_Text passage_
More efficient TV viewing with PVR technology

A 31″ CRT TV can use over 200 watts of electricity, larger televisions use more energy. LCD and plasma televisions uses up to 2/3 less energy, but so far they are still several times more expensive than their similarly sized CRT counterparts. The most obvious way to reduce your energy consumption regarding the TV is to simply watch less. I don’t watch much TV anyways, however I made an upgrade to my home entertainment system last year that has reduced energy consumption, freed up more of my time, and even lets me see my favorite TV shows, whenever I want.

I have a Personal Video Recorder, or PVR, from my cable company. Probably the most well-known PVR system is the TiVo, but all PVRs offer the same benefits. The benefit that I’ve used to save energy and tme is the fast forwarding function. A 30 minute program is reduced to an average of 20-22 minutes by fast forwarding through commercials and credits, reducing the time the TV is on by around 30%. This frees up about 10 minutes for every 30 minutes I would have otherwise spent watching TV, which ends up being an additional 90 minutes per week.

A PVR is essentially a computer using specialized software and hardware, and like any other computer it goes into a low-power standby mode which further reduces energy consumption. Rather than waiting for a favorite show to start with the TV on, I just set the PVR to record it and then it will wake up and record the show by itself to be watched whenever it’s convenient.

_To be done_
**a.** In the PVR article, how much electricity can a 31″ CRT TV use?
**b.** Using the PVR article, explain why fast forwarding cuts the time the TV is on by about 30%.

_Stored records_
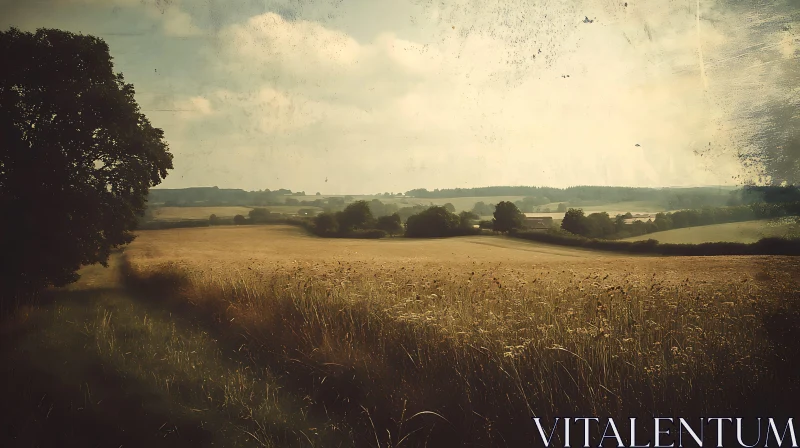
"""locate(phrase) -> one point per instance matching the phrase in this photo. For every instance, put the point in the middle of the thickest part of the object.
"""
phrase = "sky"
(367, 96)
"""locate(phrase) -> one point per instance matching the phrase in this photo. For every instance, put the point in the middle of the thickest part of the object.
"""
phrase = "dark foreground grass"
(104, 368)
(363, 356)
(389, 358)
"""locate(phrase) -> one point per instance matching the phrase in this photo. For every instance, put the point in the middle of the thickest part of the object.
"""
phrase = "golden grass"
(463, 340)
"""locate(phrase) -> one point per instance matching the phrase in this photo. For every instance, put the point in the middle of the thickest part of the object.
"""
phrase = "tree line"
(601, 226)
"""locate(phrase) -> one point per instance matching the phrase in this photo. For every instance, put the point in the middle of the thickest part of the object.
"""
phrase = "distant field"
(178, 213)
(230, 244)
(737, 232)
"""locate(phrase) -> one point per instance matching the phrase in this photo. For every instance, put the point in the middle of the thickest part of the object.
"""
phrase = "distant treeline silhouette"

_Exercise answers_
**a.** Over 200 watts.

**b.** Fast forwarding through commercials and credits shrinks a 30-minute program to an average of 20–22 minutes. That cut of roughly 8–10 minutes out of every 30 comes to about 30% of the viewing time.